[Begin]
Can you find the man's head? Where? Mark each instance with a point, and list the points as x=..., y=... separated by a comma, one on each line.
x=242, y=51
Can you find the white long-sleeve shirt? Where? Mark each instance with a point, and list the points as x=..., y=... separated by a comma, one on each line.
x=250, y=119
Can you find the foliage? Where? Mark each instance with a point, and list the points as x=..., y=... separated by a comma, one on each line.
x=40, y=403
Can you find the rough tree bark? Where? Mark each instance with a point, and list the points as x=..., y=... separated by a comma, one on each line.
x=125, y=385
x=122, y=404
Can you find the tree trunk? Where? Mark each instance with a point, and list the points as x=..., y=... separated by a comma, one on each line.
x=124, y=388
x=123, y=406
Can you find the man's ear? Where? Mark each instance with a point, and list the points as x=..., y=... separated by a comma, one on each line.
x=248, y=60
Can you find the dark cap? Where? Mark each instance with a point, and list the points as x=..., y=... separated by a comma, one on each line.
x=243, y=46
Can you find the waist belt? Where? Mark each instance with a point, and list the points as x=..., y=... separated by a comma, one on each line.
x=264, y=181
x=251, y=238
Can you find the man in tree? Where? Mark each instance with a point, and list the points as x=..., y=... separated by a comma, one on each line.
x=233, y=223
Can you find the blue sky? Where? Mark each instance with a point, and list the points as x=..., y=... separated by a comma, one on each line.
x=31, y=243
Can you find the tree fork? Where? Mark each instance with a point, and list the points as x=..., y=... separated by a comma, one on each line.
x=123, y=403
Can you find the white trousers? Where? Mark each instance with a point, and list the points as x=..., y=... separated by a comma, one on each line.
[End]
[Begin]
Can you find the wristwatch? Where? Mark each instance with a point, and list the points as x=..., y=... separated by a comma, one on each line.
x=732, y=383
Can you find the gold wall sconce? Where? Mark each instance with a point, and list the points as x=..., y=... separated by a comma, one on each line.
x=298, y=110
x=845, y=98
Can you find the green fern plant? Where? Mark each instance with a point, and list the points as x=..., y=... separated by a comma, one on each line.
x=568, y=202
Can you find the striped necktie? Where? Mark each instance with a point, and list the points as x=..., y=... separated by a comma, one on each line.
[End]
The task -
Rewrite the lines of the records above, from the line containing "Can you find the man in" down through the line containing "Can you find the white trousers?", as a numbered list, leaving out any blank lines.

Output -
1. Can you find the man in tree? Where? Mark each instance with a point, and list the points as x=..., y=... separated by a comma, one on each line.
2. x=233, y=223
3. Can you find the blue sky? Where? Mark each instance with a point, and list the points as x=..., y=... separated by a comma, one on each line.
4. x=31, y=243
5. Can you find the tree fork? Where? Mark each instance with a point, and list the points as x=..., y=... separated by a comma, one on each line.
6. x=123, y=403
7. Can you find the white trousers? Where? Mark each instance with a point, and list the points as x=..., y=... separated by a comma, one on each line.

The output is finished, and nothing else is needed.